*** Opening of Data extract ***

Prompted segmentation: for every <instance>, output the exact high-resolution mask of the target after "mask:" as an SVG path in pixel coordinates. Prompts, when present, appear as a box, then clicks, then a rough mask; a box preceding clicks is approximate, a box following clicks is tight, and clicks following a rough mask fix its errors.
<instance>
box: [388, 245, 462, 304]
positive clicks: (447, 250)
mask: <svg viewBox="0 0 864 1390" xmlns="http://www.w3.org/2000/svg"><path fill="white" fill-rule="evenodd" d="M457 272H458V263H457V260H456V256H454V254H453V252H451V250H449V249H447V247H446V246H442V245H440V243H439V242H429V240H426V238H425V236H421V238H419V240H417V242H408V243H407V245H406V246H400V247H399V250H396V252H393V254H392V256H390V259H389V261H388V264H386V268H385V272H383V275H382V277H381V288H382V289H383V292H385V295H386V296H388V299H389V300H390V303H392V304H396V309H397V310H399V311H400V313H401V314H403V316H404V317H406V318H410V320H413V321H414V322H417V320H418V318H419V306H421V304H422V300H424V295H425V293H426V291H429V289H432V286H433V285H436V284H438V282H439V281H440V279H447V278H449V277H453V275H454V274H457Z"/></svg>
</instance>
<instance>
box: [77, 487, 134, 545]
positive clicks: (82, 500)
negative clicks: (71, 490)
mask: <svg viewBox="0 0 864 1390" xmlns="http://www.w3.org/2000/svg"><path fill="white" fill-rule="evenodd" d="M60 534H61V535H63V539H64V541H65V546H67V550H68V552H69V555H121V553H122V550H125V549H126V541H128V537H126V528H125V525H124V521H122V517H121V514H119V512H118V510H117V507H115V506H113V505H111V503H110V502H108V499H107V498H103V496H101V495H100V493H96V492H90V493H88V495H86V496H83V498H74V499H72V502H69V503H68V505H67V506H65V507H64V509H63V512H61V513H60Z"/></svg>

*** Close of Data extract ***

Count how many lines of the data include the word "instance". Your reply should be that number alone.

4